▸ **Task input**
---

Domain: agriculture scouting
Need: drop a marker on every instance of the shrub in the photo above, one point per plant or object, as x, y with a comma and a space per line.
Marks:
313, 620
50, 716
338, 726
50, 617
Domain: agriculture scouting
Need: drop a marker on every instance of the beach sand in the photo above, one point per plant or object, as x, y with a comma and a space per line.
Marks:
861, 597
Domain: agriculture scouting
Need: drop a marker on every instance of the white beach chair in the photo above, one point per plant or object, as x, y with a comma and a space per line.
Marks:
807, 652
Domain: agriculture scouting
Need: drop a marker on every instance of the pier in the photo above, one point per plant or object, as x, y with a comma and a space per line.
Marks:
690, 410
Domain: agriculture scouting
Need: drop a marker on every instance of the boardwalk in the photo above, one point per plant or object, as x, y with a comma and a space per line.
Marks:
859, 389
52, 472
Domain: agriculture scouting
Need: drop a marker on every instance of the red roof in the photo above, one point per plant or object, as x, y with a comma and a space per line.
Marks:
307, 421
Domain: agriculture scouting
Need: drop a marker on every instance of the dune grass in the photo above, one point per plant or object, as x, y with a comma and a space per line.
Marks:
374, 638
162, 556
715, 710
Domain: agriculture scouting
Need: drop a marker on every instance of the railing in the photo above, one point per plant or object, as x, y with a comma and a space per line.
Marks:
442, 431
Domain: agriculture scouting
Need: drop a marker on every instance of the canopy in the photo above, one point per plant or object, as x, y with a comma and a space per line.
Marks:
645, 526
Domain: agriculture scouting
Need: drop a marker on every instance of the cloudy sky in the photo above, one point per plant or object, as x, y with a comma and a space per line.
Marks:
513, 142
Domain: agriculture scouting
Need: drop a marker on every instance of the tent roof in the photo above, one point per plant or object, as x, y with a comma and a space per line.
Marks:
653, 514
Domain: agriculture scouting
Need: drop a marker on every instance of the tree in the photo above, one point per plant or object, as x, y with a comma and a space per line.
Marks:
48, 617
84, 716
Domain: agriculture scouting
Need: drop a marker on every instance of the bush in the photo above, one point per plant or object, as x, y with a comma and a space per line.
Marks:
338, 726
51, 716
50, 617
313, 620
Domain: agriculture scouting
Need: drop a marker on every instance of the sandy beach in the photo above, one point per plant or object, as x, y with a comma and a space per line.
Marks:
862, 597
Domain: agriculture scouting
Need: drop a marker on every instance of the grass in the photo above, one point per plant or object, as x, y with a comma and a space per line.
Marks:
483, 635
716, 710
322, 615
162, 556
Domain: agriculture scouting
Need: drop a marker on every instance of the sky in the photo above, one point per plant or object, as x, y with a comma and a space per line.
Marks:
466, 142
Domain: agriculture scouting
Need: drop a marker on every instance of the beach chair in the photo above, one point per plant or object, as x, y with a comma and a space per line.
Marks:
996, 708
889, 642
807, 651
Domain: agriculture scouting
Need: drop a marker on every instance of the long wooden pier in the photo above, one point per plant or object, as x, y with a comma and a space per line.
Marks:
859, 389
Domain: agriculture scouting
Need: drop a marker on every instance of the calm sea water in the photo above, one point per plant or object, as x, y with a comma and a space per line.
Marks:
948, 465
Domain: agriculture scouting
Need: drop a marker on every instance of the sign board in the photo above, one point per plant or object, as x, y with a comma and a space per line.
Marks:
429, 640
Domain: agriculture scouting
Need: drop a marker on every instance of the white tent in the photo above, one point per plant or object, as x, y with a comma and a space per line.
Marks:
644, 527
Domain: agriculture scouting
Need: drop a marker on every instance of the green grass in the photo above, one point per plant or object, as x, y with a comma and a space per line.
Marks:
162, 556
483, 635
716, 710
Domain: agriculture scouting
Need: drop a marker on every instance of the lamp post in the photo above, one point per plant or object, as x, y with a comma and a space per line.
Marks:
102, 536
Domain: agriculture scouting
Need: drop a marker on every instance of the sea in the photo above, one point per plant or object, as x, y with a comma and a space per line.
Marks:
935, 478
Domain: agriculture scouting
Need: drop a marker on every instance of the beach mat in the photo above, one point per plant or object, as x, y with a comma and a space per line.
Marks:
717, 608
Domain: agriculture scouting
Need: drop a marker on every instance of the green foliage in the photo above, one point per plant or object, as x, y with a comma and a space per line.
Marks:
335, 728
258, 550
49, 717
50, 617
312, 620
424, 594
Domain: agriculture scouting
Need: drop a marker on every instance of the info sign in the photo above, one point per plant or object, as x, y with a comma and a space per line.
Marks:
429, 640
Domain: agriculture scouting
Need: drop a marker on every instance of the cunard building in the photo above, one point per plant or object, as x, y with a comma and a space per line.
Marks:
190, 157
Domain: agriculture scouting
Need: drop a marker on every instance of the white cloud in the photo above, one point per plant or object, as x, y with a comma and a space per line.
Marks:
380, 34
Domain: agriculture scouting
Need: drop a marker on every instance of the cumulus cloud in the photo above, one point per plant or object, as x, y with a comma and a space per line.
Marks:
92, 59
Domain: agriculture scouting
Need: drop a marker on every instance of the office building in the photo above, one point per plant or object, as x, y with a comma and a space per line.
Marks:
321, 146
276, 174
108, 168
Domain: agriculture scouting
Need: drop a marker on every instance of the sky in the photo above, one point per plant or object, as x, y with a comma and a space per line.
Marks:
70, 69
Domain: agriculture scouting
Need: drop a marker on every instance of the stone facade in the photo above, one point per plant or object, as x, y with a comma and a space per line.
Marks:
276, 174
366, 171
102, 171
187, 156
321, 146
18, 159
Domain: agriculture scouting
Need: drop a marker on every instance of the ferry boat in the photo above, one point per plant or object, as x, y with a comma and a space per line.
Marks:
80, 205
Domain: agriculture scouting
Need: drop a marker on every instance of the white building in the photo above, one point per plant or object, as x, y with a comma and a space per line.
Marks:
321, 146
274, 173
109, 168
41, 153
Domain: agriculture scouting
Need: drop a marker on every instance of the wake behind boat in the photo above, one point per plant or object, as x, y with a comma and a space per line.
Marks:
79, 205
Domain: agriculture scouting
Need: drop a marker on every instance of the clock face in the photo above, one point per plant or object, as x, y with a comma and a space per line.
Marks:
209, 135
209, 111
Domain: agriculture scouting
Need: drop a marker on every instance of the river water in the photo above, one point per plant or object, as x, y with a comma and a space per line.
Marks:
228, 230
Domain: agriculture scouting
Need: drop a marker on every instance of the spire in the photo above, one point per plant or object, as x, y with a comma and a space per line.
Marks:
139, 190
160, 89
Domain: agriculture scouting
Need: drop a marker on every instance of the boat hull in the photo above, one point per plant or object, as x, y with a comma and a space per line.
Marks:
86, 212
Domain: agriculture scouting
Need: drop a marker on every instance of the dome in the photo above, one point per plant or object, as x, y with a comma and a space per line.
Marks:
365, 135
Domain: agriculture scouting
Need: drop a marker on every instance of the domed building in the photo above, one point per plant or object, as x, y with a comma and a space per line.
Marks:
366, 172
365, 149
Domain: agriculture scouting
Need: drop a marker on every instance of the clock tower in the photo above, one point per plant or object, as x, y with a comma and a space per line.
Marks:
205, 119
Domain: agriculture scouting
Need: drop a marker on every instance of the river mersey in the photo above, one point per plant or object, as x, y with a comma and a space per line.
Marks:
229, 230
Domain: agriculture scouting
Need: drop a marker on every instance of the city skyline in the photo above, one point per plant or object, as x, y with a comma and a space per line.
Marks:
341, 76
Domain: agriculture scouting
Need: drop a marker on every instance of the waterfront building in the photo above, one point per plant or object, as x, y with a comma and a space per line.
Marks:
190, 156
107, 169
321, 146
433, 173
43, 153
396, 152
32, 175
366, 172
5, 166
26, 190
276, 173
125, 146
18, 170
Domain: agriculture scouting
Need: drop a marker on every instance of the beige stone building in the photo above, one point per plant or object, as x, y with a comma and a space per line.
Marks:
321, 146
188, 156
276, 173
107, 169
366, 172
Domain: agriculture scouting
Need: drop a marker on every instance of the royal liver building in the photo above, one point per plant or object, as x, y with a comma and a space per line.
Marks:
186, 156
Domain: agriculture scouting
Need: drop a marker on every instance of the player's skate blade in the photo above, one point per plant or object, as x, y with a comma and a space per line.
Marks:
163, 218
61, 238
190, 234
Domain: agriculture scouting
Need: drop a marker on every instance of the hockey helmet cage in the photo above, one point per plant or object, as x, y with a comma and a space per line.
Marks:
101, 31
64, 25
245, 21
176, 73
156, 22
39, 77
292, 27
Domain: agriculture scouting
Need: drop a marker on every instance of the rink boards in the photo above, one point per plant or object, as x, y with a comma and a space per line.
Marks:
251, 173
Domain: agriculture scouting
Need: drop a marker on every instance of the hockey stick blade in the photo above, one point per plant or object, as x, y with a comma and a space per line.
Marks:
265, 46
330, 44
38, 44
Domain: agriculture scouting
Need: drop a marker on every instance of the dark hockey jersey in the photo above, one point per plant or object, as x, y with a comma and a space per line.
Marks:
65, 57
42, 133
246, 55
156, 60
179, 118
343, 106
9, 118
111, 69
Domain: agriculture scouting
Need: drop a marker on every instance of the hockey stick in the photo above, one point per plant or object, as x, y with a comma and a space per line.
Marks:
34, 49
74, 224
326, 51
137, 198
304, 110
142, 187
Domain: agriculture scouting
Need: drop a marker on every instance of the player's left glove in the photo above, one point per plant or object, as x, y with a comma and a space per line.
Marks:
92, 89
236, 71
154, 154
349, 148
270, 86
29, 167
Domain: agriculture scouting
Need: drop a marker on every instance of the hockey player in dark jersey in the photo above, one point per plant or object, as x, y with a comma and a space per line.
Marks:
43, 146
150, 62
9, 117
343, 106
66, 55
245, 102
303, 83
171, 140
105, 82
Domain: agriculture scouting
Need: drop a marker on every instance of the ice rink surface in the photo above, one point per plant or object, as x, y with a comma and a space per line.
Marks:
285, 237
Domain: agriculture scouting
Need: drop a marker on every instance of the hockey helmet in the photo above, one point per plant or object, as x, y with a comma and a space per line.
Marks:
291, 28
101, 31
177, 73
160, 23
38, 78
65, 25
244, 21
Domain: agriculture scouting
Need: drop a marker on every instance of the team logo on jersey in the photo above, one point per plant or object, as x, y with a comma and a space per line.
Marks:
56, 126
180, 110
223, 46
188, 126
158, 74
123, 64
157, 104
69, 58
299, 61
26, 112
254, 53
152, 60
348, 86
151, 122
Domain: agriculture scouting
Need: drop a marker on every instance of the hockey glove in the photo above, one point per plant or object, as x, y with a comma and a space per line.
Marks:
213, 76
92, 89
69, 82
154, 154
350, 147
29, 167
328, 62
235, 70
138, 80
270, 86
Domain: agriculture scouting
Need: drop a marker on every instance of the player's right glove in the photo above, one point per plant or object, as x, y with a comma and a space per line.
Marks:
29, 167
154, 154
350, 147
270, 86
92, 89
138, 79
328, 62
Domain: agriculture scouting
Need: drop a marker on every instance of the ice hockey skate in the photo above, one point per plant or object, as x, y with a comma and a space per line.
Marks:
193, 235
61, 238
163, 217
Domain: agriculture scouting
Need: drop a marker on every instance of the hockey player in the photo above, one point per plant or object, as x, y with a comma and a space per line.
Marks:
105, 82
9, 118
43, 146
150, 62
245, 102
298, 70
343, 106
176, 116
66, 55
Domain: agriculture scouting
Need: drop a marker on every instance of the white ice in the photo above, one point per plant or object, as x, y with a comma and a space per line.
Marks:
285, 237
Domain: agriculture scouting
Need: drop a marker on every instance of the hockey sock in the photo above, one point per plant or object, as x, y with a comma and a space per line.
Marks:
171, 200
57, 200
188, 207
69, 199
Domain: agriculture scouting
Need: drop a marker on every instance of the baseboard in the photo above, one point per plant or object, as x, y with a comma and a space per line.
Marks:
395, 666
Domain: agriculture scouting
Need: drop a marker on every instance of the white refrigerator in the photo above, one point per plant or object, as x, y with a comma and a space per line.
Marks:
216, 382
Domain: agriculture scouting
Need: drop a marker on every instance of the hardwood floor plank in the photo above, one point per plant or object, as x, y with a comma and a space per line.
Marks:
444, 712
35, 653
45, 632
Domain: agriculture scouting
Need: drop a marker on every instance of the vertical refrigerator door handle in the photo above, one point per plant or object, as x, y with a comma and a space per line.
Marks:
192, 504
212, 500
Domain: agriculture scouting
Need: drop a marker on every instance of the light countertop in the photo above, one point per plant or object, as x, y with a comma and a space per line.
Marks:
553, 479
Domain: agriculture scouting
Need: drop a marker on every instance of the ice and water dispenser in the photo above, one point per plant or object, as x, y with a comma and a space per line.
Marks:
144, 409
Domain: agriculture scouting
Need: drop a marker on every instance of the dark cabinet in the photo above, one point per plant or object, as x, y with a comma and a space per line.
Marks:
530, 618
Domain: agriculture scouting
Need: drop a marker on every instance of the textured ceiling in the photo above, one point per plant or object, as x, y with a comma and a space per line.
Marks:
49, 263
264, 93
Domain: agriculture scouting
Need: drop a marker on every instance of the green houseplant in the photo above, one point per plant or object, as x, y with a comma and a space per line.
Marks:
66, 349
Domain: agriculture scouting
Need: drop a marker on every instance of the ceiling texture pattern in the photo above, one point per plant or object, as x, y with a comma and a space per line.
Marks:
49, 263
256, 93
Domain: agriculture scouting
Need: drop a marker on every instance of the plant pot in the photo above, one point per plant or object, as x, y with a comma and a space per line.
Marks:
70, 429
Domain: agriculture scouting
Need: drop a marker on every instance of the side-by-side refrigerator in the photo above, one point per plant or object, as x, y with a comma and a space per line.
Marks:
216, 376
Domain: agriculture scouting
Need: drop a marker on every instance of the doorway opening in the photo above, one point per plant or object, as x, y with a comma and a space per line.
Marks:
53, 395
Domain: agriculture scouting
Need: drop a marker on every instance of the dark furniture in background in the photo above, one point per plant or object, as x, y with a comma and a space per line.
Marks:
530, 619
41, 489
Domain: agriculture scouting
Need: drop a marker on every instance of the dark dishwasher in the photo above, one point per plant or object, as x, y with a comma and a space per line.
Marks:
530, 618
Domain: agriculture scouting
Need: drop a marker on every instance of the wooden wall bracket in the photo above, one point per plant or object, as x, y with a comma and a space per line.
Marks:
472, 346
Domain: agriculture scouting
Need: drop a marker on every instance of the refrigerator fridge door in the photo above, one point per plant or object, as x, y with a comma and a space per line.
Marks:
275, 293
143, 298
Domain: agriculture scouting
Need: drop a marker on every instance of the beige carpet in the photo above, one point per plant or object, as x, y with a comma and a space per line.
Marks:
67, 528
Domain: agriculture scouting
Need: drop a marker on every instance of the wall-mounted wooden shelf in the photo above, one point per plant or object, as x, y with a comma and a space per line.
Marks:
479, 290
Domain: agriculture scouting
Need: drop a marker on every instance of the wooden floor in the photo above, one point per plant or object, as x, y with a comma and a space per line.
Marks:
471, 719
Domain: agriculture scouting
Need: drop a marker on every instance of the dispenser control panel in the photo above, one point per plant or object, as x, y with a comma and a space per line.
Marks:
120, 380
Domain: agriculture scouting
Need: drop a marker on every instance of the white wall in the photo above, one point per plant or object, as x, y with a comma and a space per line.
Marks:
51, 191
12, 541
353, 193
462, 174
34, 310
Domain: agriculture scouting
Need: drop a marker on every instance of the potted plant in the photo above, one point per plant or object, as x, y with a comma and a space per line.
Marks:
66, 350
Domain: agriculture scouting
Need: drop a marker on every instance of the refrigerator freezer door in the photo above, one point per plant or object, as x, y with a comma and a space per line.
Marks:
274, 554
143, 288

---

▸ **Task description**
Pick out and copy every line of the data above that contains the word "floor".

▸ **Complete answer**
Need: drop a marker on every instance of the hardwood floor plank in the photo above, one point per plant or object, as x, y with a comma and a space per line.
Need: drop a marker on every instance of the wooden floor in the photo above, one point per plant or object, as x, y with a comma and a space per line.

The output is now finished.